» **GIVEN RECORDS**:
- - - -
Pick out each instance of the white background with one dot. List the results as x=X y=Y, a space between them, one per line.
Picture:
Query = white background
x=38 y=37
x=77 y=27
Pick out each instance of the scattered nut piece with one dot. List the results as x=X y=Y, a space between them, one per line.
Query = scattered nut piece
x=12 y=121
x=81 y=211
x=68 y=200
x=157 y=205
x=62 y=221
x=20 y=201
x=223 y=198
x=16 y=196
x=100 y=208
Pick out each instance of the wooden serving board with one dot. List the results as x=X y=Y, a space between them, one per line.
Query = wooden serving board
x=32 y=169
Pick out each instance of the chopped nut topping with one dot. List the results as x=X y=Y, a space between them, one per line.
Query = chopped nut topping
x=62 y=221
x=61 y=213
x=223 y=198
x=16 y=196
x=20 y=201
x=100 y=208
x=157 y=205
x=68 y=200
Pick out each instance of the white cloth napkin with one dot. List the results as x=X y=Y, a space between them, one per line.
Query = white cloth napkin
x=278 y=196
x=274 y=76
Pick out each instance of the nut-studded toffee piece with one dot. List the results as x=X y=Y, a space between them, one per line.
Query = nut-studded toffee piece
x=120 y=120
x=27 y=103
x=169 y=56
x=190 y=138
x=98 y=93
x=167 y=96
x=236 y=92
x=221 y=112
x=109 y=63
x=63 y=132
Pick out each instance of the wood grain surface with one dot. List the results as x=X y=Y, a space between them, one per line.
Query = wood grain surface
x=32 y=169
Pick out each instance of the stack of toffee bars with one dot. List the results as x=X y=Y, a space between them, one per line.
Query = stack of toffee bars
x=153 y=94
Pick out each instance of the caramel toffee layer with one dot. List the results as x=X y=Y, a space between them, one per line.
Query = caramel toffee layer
- - - -
Can you lay out all of the data above as a Markdown table with two columns, Row (the row number) and Text (the line), leaving out blank lines?

» **ANSWER BELOW**:
| Row | Text |
|---|---|
| 1 | Pick out each instance of the white background with one dot. List the results as x=X y=Y, a space between them, one per line. |
| 2 | Picture: |
| 3 | Query = white background |
| 4 | x=38 y=37 |
| 5 | x=77 y=27 |
| 6 | Pick out each instance of the scattered nut piece with one dot. List the results as x=X y=Y, a space between them, one per line. |
| 7 | Query = scattered nut piece |
| 8 | x=12 y=121 |
| 9 | x=81 y=211 |
| 10 | x=68 y=200 |
| 11 | x=157 y=205 |
| 12 | x=62 y=221 |
| 13 | x=20 y=201 |
| 14 | x=223 y=198 |
| 15 | x=16 y=196 |
| 16 | x=100 y=208 |
| 17 | Pick out each instance of the wooden serving board with one dot. List the results as x=X y=Y, a space between them, one per line. |
| 18 | Query = wooden serving board |
| 19 | x=32 y=169 |
| 20 | Pick out each instance of the chopped nut topping with one dot. List the results as x=X y=Y, a space between them, one per line. |
| 21 | Query = chopped nut topping |
| 22 | x=62 y=221 |
| 23 | x=61 y=213 |
| 24 | x=223 y=198 |
| 25 | x=16 y=196 |
| 26 | x=20 y=201 |
| 27 | x=100 y=208 |
| 28 | x=157 y=205 |
| 29 | x=68 y=200 |
| 30 | Pick out each instance of the white cloth napkin with one dot. List the results as x=X y=Y, a space between them, one per line. |
| 31 | Query = white cloth napkin |
| 32 | x=278 y=196 |
| 33 | x=274 y=76 |
| 34 | Pick out each instance of the nut-studded toffee piece with one dot. List the results as x=X y=Y, a space between them, one per line. |
| 35 | Query = nut-studded toffee piece |
| 36 | x=120 y=120 |
| 37 | x=27 y=103 |
| 38 | x=169 y=56 |
| 39 | x=190 y=138 |
| 40 | x=98 y=93 |
| 41 | x=167 y=96 |
| 42 | x=236 y=92 |
| 43 | x=221 y=112 |
| 44 | x=109 y=63 |
| 45 | x=63 y=132 |
| 46 | Pick out each instance of the wood grain surface with one dot. List the results as x=X y=Y, a space between them, one per line. |
| 47 | Query = wood grain surface |
| 48 | x=32 y=169 |
| 49 | Pick out each instance of the stack of toffee bars with one dot. List the results as x=X y=Y, a space between them, one per line. |
| 50 | Query = stack of toffee bars |
| 51 | x=153 y=94 |
| 52 | Pick out each instance of the caramel toffee layer with one dot. List the results as x=X y=Y, a space between them, one per line. |
| 53 | Query = caramel toffee layer |